- [ページ]:
* * *
巫女さんが新たなコミュニティーを形成
コロナ禍は奇しくも「シン・働き方改革」を敢行してしまったのかもしれない。今やリモートワークも定着し柔軟なワークスタイルが支持されるようになった。さらに注目されているのが副業。
就職・転職などの研究調査を行なうJob総研によると、コロナ禍を機に副業を始めた社会人は4割超、今後始めたいと思っている人も約9割いるという。
しかも、2022年7月には厚生労働省が「副業・兼業の促進に関するガイドライン」改定を発表し、副業・兼業の普及促進を進めている。
さまざまな副業の中でもPCやスマホだけを使い、在宅で稼げる仕事が特に人気らしいが、巷では意外な副業を始める人が急増中。その副業とは…
皆さんご存知の『巫女さん』だ。
ここ数年、副業として挑戦する方はもちろん、アーティストや個人事業主が本業の幅を広げる為に巫女の精神や文化・所作を学ぶことも多いという。
そんな巫女さんの卵をサポートする学校が大阪にある。一般社団法人巫女文化伝承協会が主催する、その名も「巫女さんスクールつむぎ」。
短期間で巫女さんの所作や歴史なども学べるほか、巫女資格も得ることができる。今回、協会代表理事の桃山きよ志さんに巫女さんスクール、巫女さんの副業人気について話を聞いた。
ーースクールはどういう経緯で誕生したのでしょうか?
「以前はインバウンド向けもあり巫女体験をやっていたんですが、コロナ禍によりすべてがストップ。しかし、兼ねてより構想していたスクール化の企画が再度浮上し、昨年3月に正式に立ち上げることとなりました。今年の5月には一般社団法人巫女文化伝承協会を設立し、今に至ります」
ーースクールではどのような授業をおこなっているのでしょうか?
「スクールは初級、中級、上級とあり、初級は巫女の初歩、中級はお祓事が形の上でできるところまで、上級は巫女を育てる側になれるように教えています。どれも座学と所作があり、巫女や神道の歴史から神棚の祀り方などを学び、所作では歩き方、装束の着方、祓詞の奏上、鈴祓いなど多岐に渡ります」
いわゆる茶道や華道のような習い事と同じような形式。生徒の年齢層は下は中学生から、上は75歳までいらっしゃるとか。また、アメリカ人や中国人、芸能関係の方からもアプローチがあるという。
去年の倍のスピードで増えている巫女さん志望者
巫女さんを副業にしたいという方はどれだけいるのか?その人気ぶりを桃山さんにお聞きすると…
「スクールをスタートして約1年半ですが総生徒数は110名ほど。去年より今年の方が多い印象です。現在全国に5ヶ所のスクールがあるんですが東京校は前年の倍のスピードで増えていると思います」
ちなみにスクールには本業や趣味を活かすコミュニティもあり、農業好きチームは巫女さんが作ったお米という付加価値を付けてイベントで販売したり、お針子チームは捨てる着物をお祓いしてエレガントなワンピースに作り替える「MIKOSAN」ブランドを立ち上げ、宮大工とのコラボで神棚コーディネーターとして活躍するなど多岐にわたる活動を行なっている。
* * *
- [データ欄]:
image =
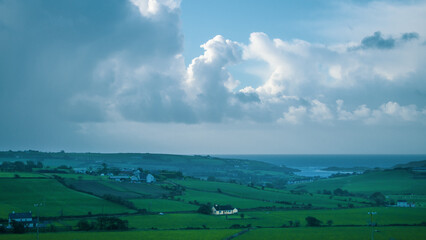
* * *
- [課題内容]:
巫女さんスクールの記事について、次の問いに答えてください。
(a) Job総研によると、コロナ禍を機に副業を始めた社会人はどれくらいいますか。
(b) 「巫女さんスクールつむぎ」が正式に立ち上げられたのはいつですか。
(c) スクールは現在、全国に何ヶ所ありますか。

- [解答]:
(a) 4割超です。
(b) 昨年3月です。
(c) 5ヶ所です。